◆ TASK BRIEF ◆
Reproduce every line of the data below without any change, leaving out the pictures.

Entries on locating named things:
* Begin *

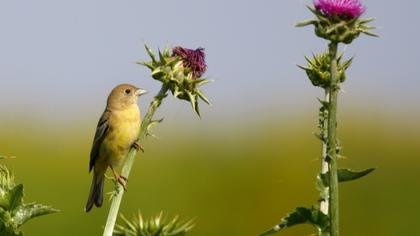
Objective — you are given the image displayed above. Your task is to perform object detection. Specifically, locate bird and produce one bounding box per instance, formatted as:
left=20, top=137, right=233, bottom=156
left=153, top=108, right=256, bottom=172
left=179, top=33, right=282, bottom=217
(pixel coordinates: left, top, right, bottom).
left=85, top=84, right=147, bottom=212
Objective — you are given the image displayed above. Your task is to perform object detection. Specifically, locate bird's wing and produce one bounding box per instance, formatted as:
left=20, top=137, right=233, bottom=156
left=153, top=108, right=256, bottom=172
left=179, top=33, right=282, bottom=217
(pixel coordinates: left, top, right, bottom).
left=89, top=110, right=111, bottom=172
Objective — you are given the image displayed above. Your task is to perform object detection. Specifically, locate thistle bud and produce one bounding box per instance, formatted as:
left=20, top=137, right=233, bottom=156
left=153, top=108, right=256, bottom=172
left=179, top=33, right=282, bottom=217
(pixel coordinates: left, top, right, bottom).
left=296, top=0, right=377, bottom=44
left=298, top=52, right=353, bottom=88
left=138, top=45, right=210, bottom=115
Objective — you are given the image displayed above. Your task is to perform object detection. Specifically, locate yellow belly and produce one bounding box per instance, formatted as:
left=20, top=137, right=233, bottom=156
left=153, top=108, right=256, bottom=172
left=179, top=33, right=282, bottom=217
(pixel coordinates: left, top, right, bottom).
left=99, top=105, right=141, bottom=168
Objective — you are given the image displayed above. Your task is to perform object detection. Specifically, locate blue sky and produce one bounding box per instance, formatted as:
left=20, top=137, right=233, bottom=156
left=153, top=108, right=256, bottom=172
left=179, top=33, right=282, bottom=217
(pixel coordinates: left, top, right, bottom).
left=0, top=0, right=420, bottom=123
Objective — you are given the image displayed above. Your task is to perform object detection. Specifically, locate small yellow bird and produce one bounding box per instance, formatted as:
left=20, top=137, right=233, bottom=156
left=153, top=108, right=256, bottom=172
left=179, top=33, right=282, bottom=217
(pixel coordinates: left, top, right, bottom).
left=85, top=84, right=146, bottom=212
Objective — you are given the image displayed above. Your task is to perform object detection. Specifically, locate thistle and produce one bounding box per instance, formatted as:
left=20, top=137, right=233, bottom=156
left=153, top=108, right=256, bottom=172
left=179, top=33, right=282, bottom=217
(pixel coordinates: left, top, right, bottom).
left=296, top=0, right=378, bottom=44
left=138, top=45, right=210, bottom=116
left=261, top=0, right=376, bottom=236
left=0, top=161, right=58, bottom=236
left=114, top=212, right=194, bottom=236
left=103, top=45, right=210, bottom=236
left=298, top=52, right=353, bottom=88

* End *

◆ ANSWER BELOW ◆
Objective — you are given the image displayed above. Your task is to perform object detection. Specifically, locate bird and produce one bounding box per instance, formatted as:
left=20, top=137, right=233, bottom=156
left=153, top=108, right=256, bottom=172
left=179, top=33, right=282, bottom=217
(pixel coordinates: left, top, right, bottom).
left=85, top=84, right=147, bottom=212
Objective — you are given the image displayed above. Your task is to perform object detection. Specifically, locate bird's wing and produce one bounding box per instance, formatted as:
left=20, top=137, right=233, bottom=156
left=153, top=108, right=256, bottom=172
left=179, top=33, right=282, bottom=217
(pixel coordinates: left, top, right, bottom).
left=89, top=110, right=111, bottom=172
Objective — you are given the image displayed above. Your task is to perform object detection. Specifically, locate thistle bud and produce one bounding box per instance, formatted as:
left=20, top=137, right=233, bottom=156
left=153, top=108, right=256, bottom=172
left=179, top=33, right=282, bottom=217
(pixel coordinates: left, top, right, bottom).
left=296, top=0, right=377, bottom=44
left=298, top=52, right=353, bottom=88
left=138, top=45, right=210, bottom=115
Objective — you are given the image displayed above. Your task is to perform object detection. Specifically, locate yellow belly and produce one bounding box per instance, formatted as:
left=20, top=137, right=233, bottom=156
left=153, top=108, right=256, bottom=172
left=179, top=33, right=282, bottom=217
(pixel coordinates: left, top, right, bottom).
left=99, top=105, right=141, bottom=168
Objective — you are given the image displayed above. Your task is to perform object detection. Specifically, locate blue sky and produce one bounding box per instance, formatted as:
left=20, top=137, right=233, bottom=156
left=153, top=108, right=256, bottom=172
left=179, top=33, right=282, bottom=217
(pixel coordinates: left, top, right, bottom).
left=0, top=0, right=420, bottom=123
Objective — you are given the image displayed above. Your task is to perform object detection. Specifically, locate small yellow bird and produce one bounding box per instance, formatted as:
left=20, top=137, right=233, bottom=156
left=153, top=108, right=256, bottom=172
left=179, top=33, right=282, bottom=217
(pixel coordinates: left, top, right, bottom).
left=85, top=84, right=146, bottom=212
Objective — you are given the image displayed above. Your task is to perform object detection. Specifically, locate thistle and produce one bounding box per instance, formatted as:
left=20, top=137, right=233, bottom=156
left=153, top=108, right=256, bottom=172
left=179, top=33, right=282, bottom=217
(pixel coordinates: left, top, right, bottom).
left=296, top=0, right=378, bottom=44
left=138, top=45, right=210, bottom=116
left=261, top=0, right=376, bottom=236
left=0, top=161, right=58, bottom=236
left=114, top=212, right=194, bottom=236
left=103, top=45, right=210, bottom=236
left=298, top=52, right=353, bottom=88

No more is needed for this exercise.